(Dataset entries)
********************
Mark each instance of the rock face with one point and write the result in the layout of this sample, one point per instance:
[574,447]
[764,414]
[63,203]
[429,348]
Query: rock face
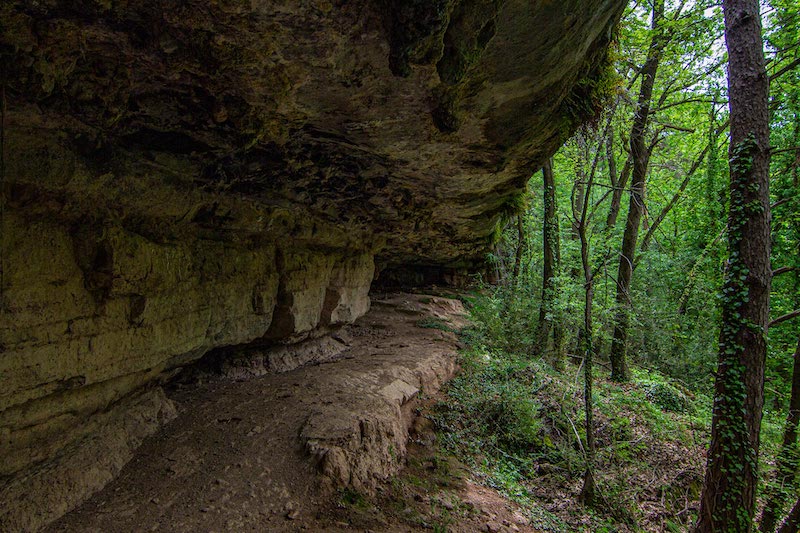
********************
● Task requirements
What is needed is a verbatim copy of the entries, leaving out any pictures.

● Solution to this problem
Mark each instance of the rock face with one point and write the result in the layout of this sample, one point per instance:
[574,447]
[764,414]
[63,203]
[429,348]
Query: rock face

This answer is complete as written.